>> Begin Extracted text

Finally, Figure 6.4 presents the miss rates observed at the shared L2 cache. Similar to the previous figure, three bars represent misses from instruction accesses, load accesses and store accesses, respectively. Instead of separating OS and user miss components, each bar shows the classification based on where a particular miss sources the data from: main memory or another L1 cache (coherence). The L2 cache see negligible instruction misses, as its large capacity is able to retain bulk of the dynamic code footprint. Zeus exhibits the worst data miss characteristics, showing MPKIs of 7.4 and 9.6, from load and store operations, respectively. Relatively larger L2 miss rates in Zeus cause the increased data reference latency seen in Figure 6.2.



Figure 6.4: L2 misses presented as misses per kilo instructions (MPKI). From left to right, the three bars represent instruction fetch misses, data cache misses from load operations, and data cache misses from store operations, respectively. Each bar is also broken into two parts showing the misses that source data from the main memory and remote L1, respectively.

## 6.2 Locality Impact

By improving the locality of references, CSP aims to achieve higher efficiency in exploiting instruction stream properties, boosting the performance of caches and branch predictors. This section presents quantitative data on cache and branch predictor performance of an OPMS that employs CSP schemes. A major part of this section is devoted to illustrate the impact of memory references, and its impact on cache performances for both instruction and data. The last part will present results on the impact on branch predictors.

#### 6.2.1 Instruction Locality

Figure 6.5 shows the LI Instruction cache misses due to instruction references, normalized to the baseline. The three sets of bars for each benchmark represent the baseline, TAP, and SAP respectively. Each bar is broken down into two components showing the contribution from the user code and the OS code, respectively.

L1 instruction misses are reduced for every benchmark using TAP, as it spreads the user and OS references that are completely independent across different cores. The locality of instruction references on each core is improved, allowing the corresponding instruction caches to retain predictive state for a longer duration, and satisfy accesses from the cores. This reduction is greater than 34% for every benchmark except OLTP, in both the CSP schemes.

Using TAP, the two web servers perform particularly well, achieving a reduction of 38% and 44% in Apache and Zeus, respectively. The relative reduction achieved in the miss component from user code is substantially more: Apache achieves nearly 2X reduction, while Zeus achieves more than 3X reduction. The long execution phases in the OS code, typically seen in these two workloads, evicts a majority of the user code fragments in the caches. Subsequently, when the execution returns to user code, a large number of cache misses follow. Thus, separating the relatively



Figure 6.5: LI Instruction Miss Comparison. The three bars for each benchmark represent results for the baseline system, TAP and SAP, respectively (left to right). Each bar is further broken down to show the miss components from the user code and OS code, respectively.

>> End Extracted text

**Requirements**.
A: In the cache performance excerpt, what MPKIs does Zeus show at the L2 cache for load and store operations?
B: Copy out the part of the cache performance excerpt starting at "Figure 6.4: L2" and ending at "remote L1, respectively.", word for word.
C: Sum up the cache performance excerpt in two sentences.
The entries further down aren't needed for any of this.

>> Begin Extracted data

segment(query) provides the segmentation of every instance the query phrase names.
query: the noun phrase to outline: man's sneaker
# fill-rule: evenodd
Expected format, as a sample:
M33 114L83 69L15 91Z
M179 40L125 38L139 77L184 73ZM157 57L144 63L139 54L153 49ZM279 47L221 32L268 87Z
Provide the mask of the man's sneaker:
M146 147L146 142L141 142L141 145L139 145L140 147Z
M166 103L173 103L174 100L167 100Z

>> End Extracted data
>> Begin Extracted data

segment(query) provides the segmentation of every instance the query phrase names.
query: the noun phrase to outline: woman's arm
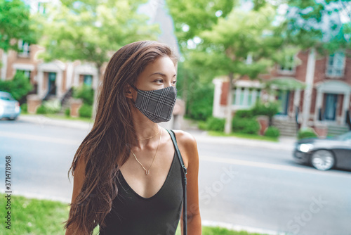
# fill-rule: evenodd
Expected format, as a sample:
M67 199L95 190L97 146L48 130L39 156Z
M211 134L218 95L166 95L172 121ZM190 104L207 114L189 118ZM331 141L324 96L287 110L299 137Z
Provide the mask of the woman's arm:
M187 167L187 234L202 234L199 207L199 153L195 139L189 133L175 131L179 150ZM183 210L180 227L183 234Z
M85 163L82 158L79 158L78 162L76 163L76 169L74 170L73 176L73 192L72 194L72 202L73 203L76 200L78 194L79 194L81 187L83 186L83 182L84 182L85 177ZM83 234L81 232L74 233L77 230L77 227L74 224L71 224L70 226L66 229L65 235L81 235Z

>> End Extracted data
>> Begin Extracted data

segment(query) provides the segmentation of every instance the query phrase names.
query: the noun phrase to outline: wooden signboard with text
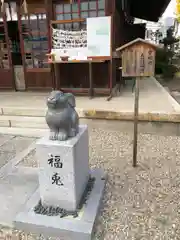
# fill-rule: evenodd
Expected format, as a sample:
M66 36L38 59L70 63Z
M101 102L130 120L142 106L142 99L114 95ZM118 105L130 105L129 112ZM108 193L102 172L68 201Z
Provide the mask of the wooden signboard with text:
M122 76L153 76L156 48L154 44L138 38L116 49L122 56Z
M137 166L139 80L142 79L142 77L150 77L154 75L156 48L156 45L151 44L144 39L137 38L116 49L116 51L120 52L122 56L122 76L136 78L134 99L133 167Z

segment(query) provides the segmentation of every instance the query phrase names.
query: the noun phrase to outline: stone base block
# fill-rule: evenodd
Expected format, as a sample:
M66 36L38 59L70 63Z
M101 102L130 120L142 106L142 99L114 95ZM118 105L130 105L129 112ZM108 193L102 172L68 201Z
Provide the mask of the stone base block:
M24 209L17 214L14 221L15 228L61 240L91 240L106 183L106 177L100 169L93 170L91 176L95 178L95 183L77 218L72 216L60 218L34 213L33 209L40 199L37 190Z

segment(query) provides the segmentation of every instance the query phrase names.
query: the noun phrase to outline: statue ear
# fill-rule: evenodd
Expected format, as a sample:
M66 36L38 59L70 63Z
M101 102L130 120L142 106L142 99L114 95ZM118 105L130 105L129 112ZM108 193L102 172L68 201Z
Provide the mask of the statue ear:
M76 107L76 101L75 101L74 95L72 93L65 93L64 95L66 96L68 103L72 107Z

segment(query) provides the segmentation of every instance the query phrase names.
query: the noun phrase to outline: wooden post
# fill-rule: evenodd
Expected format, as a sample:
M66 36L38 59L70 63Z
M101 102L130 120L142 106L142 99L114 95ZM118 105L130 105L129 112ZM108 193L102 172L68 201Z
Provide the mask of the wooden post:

>> End Extracted data

**Results by task**.
A: Zeus shows an MPKI of 7.4 for loads and 9.6 for stores.

B:
Figure 6.4: L2 misses presented as misses per kilo instructions (MPKI). From left to right, the three bars represent instruction fetch misses, data cache misses from load operations, and data cache misses from store operations, respectively. Each bar is also broken into two parts showing the misses that source data from the main memory and remote L1, respectively.

C: The shared L2 cache sees negligible instruction misses, and Zeus has the worst data miss rates, with MPKIs of 7.4 for loads and 9.6 for stores. With TAP, L1 instruction misses drop for every benchmark because independent user and OS references are spread across different cores, and the drop is 38% in Apache and 44% in Zeus.